__SUPPLIED MATERIAL__:
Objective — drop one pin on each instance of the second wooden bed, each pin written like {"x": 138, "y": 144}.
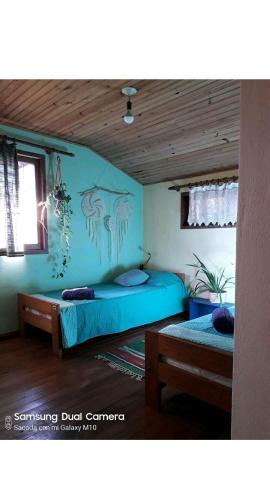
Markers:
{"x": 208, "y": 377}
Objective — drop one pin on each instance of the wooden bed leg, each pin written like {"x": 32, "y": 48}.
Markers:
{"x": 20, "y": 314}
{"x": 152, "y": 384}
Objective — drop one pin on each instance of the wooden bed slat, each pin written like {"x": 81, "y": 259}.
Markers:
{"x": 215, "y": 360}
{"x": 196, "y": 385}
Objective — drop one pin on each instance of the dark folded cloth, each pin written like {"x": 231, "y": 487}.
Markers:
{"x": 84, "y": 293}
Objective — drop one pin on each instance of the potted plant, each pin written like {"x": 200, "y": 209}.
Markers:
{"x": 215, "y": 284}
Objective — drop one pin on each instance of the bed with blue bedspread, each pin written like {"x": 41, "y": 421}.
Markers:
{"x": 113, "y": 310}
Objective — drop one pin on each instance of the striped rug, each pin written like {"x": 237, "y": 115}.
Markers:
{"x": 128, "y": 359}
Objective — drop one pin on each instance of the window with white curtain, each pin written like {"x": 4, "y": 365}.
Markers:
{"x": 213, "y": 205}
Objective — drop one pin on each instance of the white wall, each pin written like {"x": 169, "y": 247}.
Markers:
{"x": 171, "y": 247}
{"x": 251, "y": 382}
---
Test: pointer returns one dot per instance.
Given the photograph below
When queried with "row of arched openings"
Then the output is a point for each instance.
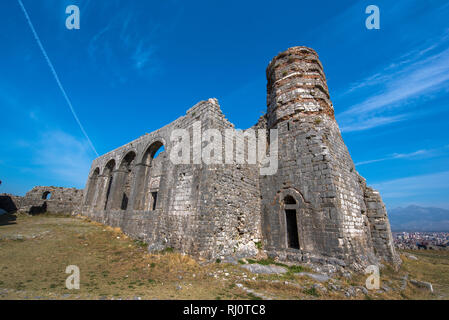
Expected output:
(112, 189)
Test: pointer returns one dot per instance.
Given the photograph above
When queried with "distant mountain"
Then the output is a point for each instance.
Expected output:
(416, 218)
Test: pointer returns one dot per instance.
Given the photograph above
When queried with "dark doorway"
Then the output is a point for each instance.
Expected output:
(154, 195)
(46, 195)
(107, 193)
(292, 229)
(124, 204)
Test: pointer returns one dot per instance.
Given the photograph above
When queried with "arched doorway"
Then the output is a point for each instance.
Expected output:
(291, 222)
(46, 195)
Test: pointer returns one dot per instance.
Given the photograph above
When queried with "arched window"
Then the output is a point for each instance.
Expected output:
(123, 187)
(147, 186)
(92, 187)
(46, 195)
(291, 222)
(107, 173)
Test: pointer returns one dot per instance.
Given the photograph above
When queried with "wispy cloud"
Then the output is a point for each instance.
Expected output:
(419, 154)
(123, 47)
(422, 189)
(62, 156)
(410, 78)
--
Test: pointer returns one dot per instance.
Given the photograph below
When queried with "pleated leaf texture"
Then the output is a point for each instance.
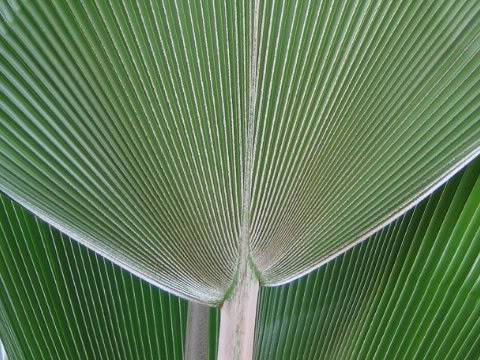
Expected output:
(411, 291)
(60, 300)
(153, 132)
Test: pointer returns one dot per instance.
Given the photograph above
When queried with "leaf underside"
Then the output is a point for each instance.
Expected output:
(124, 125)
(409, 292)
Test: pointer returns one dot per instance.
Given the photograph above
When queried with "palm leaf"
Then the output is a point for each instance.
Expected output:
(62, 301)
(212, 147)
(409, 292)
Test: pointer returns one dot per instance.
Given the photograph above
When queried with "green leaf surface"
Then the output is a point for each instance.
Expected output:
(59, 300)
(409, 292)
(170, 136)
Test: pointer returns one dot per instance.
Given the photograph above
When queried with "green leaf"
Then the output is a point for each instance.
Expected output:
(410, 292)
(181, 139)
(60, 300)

__TASK BRIEF__:
The answer is each line from the entries above in which the word "dark" occurs.

__OUTPUT BELOW__:
Objective — drop one pin on each instance of the dark folded cloth, each pin written like {"x": 231, "y": 487}.
When queried with "dark doorway"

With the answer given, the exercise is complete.